EXTRACT TO READ:
┄┄┄┄┄┄

"Live Your Life" is a song by American rapper T.I., featuring Barbadian singer Rihanna, from T.I.'s sixth studio album, Paper Trail (2008). It was released as the seventh single from the album on September 26, 2008. The song's lyrics speak of T.I.'s rise to fame and optimism of the future. It also gives dedication to the American troops fighting in Iraq and Afghanistan. The song both samples and interpolates the 2004 song "Dragostea Din Tei" by O-Zone.

"Live Your Life" was a commercial success worldwide. In the United States, the song topped the Billboard Hot 100, marking T.I.'s third number-one single, and Rihanna's fifth. The song also attained top ten placements in twelve other countries, reaching the top five in Australia, Canada, the Netherlands, New Zealand and the United Kingdom. Furthermore, "Live Your Life" topped the US Mainstream Top 40 and Rap Songs charts and reached number two on the Hot R&B/Hip-Hop Songs chart. The song was T.I.'s highest charting and most successful single worldwide until "Blurred Lines" in 2013.

The song's accompanying music video, directed by Anthony Mandler, depicts a story of T.I.'s rise to fame in a narrated form, featuring Rihanna performing in a dressing room and bar. The duo performed "Live Your Life" at the 2008 MTV Video Music Awards. The song is featured in the 2009 film The Hangover as well as the trailer, and in the 2021 film The Mitchells vs. the Machines.

Background and release

"Live Your Life" includes a sample of the chorus of the O-Zone song "Dragostea Din Tei" at its beginning and ending, as well as an interpolation of the chorus, with English-language lyrics sung by Rihanna, at the beginning. The song was produced by Just Blaze and Makeba Riddick, and was written by T.I., Just Blaze (credited as Justin Smith) and Riddick. Moldovan singer-songwriter Dan Bălan, who wrote "Dragostea Din Tei", is also credited as a writer.

┄┄┄┄┄┄

MATERIAL:
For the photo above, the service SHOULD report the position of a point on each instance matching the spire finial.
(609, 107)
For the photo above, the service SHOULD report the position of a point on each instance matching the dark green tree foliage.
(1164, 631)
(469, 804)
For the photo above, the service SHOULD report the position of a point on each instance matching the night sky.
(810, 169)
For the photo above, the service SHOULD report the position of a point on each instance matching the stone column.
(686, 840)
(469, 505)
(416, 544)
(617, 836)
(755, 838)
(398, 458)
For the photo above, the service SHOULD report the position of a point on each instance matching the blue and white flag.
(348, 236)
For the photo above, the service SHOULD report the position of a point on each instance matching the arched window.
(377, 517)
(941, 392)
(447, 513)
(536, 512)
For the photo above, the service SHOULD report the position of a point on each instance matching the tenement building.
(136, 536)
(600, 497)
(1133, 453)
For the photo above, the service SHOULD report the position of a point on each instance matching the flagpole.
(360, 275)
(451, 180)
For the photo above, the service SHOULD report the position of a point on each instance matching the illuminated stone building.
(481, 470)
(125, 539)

┄┄┄┄┄┄

JOBS:
- 1) Could you copy, word for word, the part of the article about the T.I. song that begins at the words "The song's accompanying" and stops after "vs. the Machines."?
- 2) Can you sum up the article about the T.I. song in two sentences?
- 3) Would you continue the article about the T.I. song past its final sentence?
These lines were taken from a different source than the article.

EXPECTED OUTPUTS:
- 1)
The song's accompanying music video, directed by Anthony Mandler, depicts a story of T.I.'s rise to fame in a narrated form, featuring Rihanna performing in a dressing room and bar. The duo performed "Live Your Life" at the 2008 MTV Video Music Awards. The song is featured in the 2009 film The Hangover as well as the trailer, and in the 2021 film The Mitchells vs. the Machines.

- 2) "Live Your Life" is a song by T.I. featuring Rihanna from the album Paper Trail, released as its seventh single on September 26, 2008, and it both samples and interpolates O-Zone's "Dragostea Din Tei." The song was a commercial success worldwide, topping the Billboard Hot 100 and reaching the top ten in twelve other countries, and its music video was directed by Anthony Mandler.

- 3)
Of Rihanna's involvement, T.I. later stated, "It was a back and forth studio thing with Rihanna. I picked her. I was just able to 'hear' her voice on this record. I could hear her, so I reached out and she said, 'Yes,' thankfully."

The first unfinished version of "Live Your Life" leaked onto the Internet on August 26, 2008. The official album version additionally contains Rihanna's own verse, and T.I.'s spoken-word introduction, in which he states, "Ay... This a special what's happenin' to all my, all my soldiers over there in Iraq. Errbody right here, what you need to do is be thankful for the life you got you know what I'm sayin'? Stop lookin' at what you ain't got, start and be thankful for what you do got. Let's give it to 'em baby girl". The radio edit lasts for a duration of 4:01, while the album version is 5:39 long, including extended verses from Rihanna. "Live Your Life" was released in the United States on September 23, 2008. A worldwide release of the song followed on September 26 as a digital download via iTunes. It was sent to US rhythmic contemporary radio on October 20, 2008.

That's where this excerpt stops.